Start of DATA

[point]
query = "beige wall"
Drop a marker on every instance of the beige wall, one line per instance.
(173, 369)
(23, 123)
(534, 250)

End of DATA

▶ **TASK DIRECTIONS**: Could you switch "beige wall" to "cream wall" throughout these lines and give them again with nothing else changed?

▶ **EXPECTED ANSWER**:
[point]
query = "cream wall"
Drop a marker on every instance of the cream wall, one line per instance.
(173, 369)
(23, 123)
(534, 250)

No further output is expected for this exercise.